**EXERCISE INSTRUCTIONS:**
(1) Answer the following questions using the article.
(a) In fixed point arithmetic, how is a*b implemented?
(b) How much more costly in hardware is a single-precision floating point multiplier than an 8-bit integer multiplier?
(c) What is a common optimization for the object detection algorithm that applies a classifier to every possible rectangle?
(2) Extract everything in the records from the line containing "the red tile" down to the end of the records, reproducing each line without alteration and omitting the pictures.

**ARTICLE:**
It is undeniable that this efficiency comes at a cost of correctness (in terms of increased likelihood of bugs), programmer time, and elegance. There are plenty of algebraically elegant solutions which just don't work in floating point. If you don't notice, you have a bug; if you do notice, you spend your (programmer) time looking for an alternative, and said alternative may be less elegant.

Floating point is not the lowest level we can sink to. In many cases the quest for still more efficiency brings us to the dark quagmires of fixed point arithmetic. That's when you have an integer and you implicitly assume it's divided by 2^N – the exponent is statically known so the point isn't floating at run time, so to say. So to implement a+b you just use integer addition, and a*b is an integer multiplication followed by a right shift by N. Or there are midway scenarios where you have many integers with a common, dynamically computed exponent because they all have roughly the same range (FFT is one case where this is often done.)

Fixed point is so ugly that there's not even a recipes book that I'm aware of; it just doesn't come out tasty in the slightest. The biggest trouble isn't even the very likely overflow but the loss of precision: floating point guarantees a certain number of significant bits in the mantissa, while fixed point doesn't – unless you explicitly normalize the number at some point using CLZ or similar (making it more of a floating point emulation than "true" fixed point where exponents aren't represented at runtime). You think you have a 32-bit mantissa and an implicit exponent so the number is rather precise – but those 32 bits can have most of the high bits set to zero and then it's not precise at all.

However, a mixture of 8-bit, 16-bit and 32-bit fixed point operations often beats the performance of floating point by a large margin; especially if you have SIMD instructions, because you can always fit 4x more 8-bit numbers into a register than 32-bit numbers, and a single-precision floating point multiplier is ~10x more costly in hardware than an 8-bit integer multiplier so you have less of them.

Again, this efficiency comes at a cost of correctness (in terms of increased likelihood of bugs), programmer time, and elegance.

In computer vision, you're often looking for objects of a certain class, and you have a classifier taking a rectangular image region and telling whether this region contains an object of that class. A simple and elegant object detection algorithm is to apply this classifier to every possible rectangle in the image, and then remove rectangles which mostly overlap (as in, if there are 15 similar rectangles saying there's a face in roughly the same place, make one rectangle out of them all).

This elegant algorithm is never used, because there are too many possible rectangles (every coordinate times every size). A common optimization is to use a cascade of classifiers. That is, apply a very cheap classifier with a lot of false positives but hopefully almost no false negatives to every region. The purpose is to throw away most of the rectangles so that the remaining smaller set still contains all the true positives – and a lot of false positives, of course, but much less.

**Records:**

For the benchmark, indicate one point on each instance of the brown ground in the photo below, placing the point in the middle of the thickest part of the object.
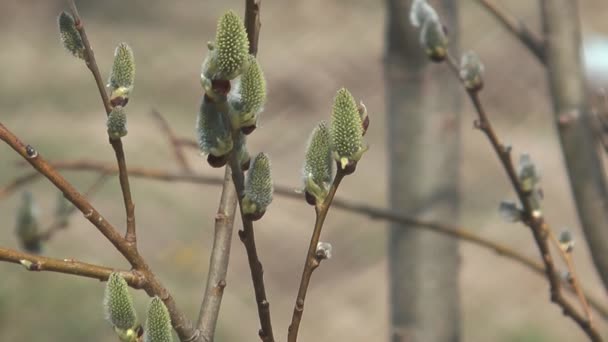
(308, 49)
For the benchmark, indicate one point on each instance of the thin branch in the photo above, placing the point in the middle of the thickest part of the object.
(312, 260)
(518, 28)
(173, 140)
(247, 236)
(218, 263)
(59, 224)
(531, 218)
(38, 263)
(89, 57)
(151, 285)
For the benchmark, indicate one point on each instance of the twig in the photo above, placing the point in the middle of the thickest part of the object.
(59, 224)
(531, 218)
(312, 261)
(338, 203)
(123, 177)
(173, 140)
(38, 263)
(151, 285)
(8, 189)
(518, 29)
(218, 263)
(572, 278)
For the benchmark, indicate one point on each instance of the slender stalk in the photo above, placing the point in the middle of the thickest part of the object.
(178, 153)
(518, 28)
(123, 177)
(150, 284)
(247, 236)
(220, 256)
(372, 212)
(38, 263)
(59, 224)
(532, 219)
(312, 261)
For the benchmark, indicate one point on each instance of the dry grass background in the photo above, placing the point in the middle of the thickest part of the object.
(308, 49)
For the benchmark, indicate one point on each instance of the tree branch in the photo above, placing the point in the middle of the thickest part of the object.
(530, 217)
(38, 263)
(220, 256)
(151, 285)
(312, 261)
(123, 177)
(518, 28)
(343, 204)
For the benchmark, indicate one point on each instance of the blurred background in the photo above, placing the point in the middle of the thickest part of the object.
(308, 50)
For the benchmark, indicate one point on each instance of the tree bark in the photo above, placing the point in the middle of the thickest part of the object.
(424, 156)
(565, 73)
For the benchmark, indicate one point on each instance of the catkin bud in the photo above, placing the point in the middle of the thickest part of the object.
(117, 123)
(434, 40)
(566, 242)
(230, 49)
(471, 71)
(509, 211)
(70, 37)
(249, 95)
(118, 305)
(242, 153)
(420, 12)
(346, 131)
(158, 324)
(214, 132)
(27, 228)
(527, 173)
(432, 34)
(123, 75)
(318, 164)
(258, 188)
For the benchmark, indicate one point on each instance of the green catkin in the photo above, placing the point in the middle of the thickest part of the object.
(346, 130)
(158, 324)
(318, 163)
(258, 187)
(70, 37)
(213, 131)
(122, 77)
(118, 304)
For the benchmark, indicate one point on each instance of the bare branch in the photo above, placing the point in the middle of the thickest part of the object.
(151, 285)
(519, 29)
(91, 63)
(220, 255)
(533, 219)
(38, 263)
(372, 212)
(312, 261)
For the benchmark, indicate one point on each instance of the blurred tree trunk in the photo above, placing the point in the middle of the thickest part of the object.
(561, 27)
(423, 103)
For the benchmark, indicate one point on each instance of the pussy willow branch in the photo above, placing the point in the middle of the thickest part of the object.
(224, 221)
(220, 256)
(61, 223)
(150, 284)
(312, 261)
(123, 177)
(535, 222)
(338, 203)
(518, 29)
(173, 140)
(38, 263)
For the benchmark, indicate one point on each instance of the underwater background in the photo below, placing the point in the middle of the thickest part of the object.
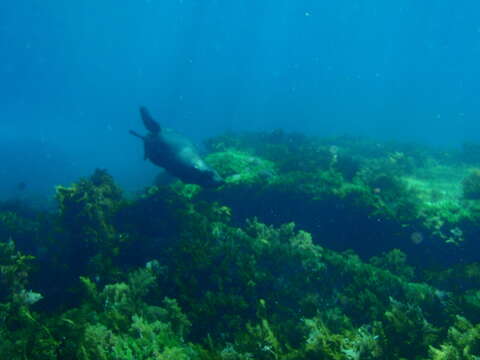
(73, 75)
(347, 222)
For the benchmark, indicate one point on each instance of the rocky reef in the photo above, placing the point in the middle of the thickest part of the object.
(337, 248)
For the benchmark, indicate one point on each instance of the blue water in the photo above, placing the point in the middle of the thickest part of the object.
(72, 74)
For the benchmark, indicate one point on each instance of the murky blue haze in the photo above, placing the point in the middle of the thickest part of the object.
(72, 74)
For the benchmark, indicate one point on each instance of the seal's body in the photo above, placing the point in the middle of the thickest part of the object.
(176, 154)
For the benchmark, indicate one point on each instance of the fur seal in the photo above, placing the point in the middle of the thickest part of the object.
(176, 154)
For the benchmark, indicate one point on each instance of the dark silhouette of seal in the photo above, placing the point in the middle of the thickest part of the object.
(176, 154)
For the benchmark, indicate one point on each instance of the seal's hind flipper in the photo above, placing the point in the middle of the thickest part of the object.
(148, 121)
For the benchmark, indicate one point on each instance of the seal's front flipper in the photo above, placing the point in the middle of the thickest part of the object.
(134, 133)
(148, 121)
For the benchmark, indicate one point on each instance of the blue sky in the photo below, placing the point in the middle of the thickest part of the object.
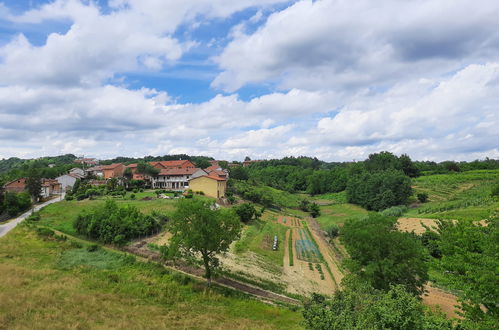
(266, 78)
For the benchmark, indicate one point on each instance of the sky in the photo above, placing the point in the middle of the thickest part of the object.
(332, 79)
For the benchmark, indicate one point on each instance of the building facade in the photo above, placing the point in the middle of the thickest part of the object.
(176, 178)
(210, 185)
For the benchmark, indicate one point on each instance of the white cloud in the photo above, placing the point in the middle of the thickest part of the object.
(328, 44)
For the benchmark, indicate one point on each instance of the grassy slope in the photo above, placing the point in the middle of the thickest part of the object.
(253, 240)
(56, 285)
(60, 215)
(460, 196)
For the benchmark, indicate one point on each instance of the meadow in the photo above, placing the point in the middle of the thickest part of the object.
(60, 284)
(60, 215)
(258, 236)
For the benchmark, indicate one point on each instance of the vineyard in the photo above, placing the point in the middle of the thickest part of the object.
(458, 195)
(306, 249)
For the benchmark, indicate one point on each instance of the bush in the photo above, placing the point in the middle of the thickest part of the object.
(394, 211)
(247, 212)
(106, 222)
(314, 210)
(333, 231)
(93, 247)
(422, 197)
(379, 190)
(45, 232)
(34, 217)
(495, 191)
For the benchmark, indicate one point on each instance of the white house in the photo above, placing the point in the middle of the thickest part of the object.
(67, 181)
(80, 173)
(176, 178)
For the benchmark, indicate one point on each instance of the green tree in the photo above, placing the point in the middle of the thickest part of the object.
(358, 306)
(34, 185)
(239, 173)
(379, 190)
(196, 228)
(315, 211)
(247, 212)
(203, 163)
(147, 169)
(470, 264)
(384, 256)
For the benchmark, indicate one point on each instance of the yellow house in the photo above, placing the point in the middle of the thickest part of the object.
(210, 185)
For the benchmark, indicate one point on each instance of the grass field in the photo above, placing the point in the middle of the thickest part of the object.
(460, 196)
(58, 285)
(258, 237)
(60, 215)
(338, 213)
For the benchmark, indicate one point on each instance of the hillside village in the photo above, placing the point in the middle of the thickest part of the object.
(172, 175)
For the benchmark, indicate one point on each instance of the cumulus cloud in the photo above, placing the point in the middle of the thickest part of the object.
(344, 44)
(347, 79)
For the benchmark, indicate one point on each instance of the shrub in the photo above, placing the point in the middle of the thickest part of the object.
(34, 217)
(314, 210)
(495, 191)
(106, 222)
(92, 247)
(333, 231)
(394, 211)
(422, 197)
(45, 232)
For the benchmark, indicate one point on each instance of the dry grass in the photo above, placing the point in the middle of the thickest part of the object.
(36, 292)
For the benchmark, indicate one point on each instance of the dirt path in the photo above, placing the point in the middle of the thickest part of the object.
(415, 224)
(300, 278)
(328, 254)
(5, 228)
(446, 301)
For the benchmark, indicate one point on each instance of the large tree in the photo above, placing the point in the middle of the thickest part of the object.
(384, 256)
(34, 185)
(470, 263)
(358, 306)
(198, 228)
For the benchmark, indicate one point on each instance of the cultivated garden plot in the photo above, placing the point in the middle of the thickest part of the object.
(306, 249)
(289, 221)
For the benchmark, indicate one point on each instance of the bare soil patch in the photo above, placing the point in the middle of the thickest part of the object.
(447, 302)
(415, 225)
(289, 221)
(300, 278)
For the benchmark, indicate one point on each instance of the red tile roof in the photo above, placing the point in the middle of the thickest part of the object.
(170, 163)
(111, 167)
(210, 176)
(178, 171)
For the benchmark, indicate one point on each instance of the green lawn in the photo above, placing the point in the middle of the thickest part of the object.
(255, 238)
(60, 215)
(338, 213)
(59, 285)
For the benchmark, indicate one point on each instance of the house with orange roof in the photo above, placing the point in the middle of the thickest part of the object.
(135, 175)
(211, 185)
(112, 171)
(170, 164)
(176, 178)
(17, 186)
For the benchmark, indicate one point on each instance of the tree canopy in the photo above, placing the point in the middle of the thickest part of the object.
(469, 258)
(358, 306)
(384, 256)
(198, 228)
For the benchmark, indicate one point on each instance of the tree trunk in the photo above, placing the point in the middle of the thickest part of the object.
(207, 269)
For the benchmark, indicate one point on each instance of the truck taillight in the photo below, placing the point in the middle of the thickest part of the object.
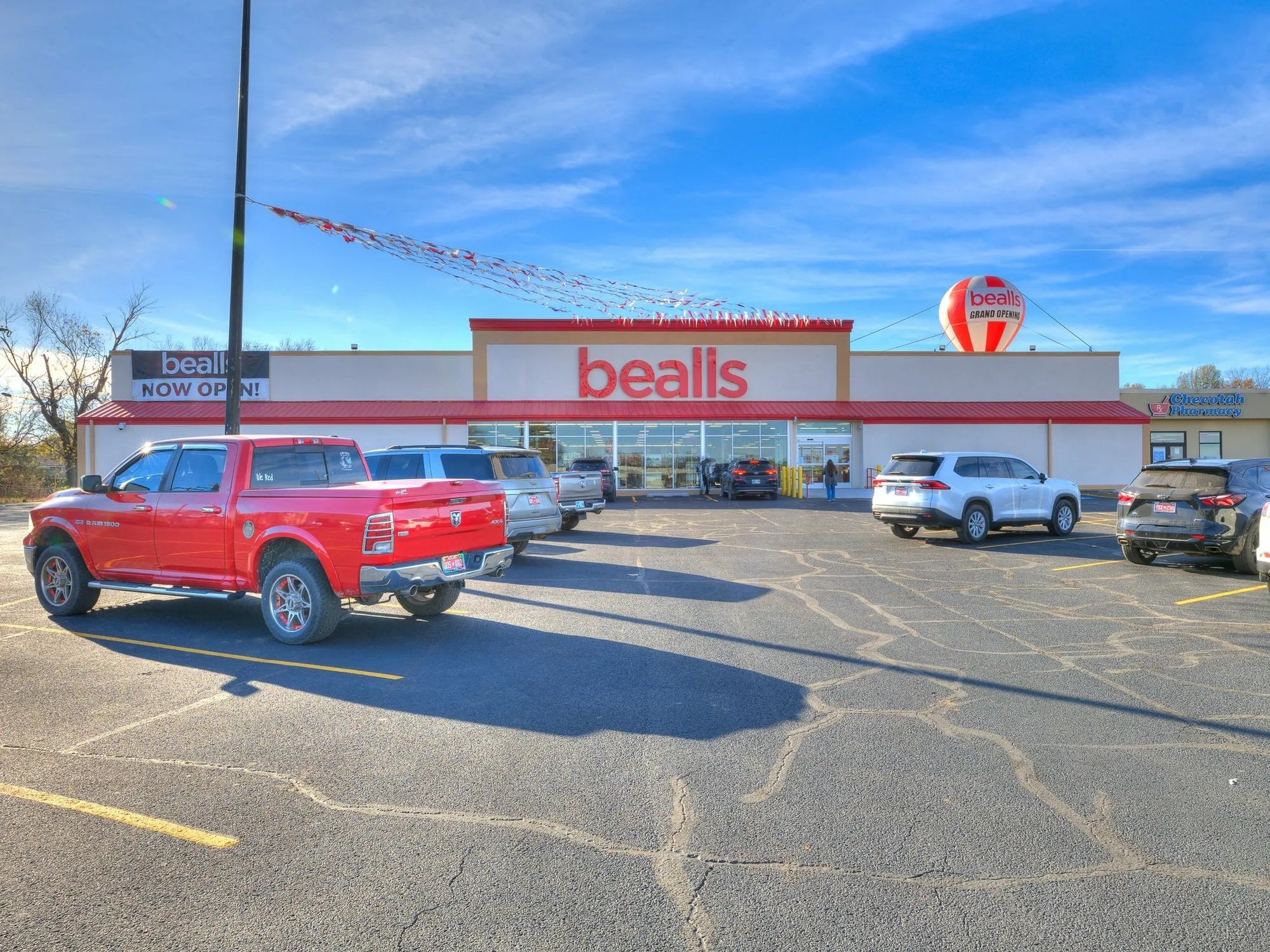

**RESPONSES BY TASK:**
(1)
(a) It is implemented as an integer multiplication followed by a right shift by N.
(b) It is approximately 10 times more costly.
(c) A common optimization is to use a cascade of classifiers.

(2)
For the benchmark, indicate one point on each instance of the red tile roof in the photo above, placing the point in the middle of the thickest part of the object.
(170, 163)
(111, 167)
(210, 176)
(178, 171)
For the benchmark, indicate one point on each instance of the green lawn in the photo above, placing the point in the middle of the thickest part of the object.
(255, 238)
(60, 215)
(338, 213)
(59, 285)
For the benchmark, indicate one point on each instance of the house with orange roof in the photo above, placing the point in the middle of the thickest part of the object.
(135, 175)
(211, 185)
(112, 171)
(170, 164)
(176, 178)
(17, 186)
For the benchmark, indicate one point on each instance of the tree canopy in the photo above, placing the point in the middle of the thickest part of the object.
(469, 258)
(358, 306)
(384, 256)
(198, 228)
For the benchmark, indicate one point on each instance of the tree trunk in the photo above, placing the point in the middle of the thickest part of the object.
(207, 269)
For the benchmark, indicate one point on each instance of the truck taillight in the photo below, placing the point in the middle of the thickest part of the object.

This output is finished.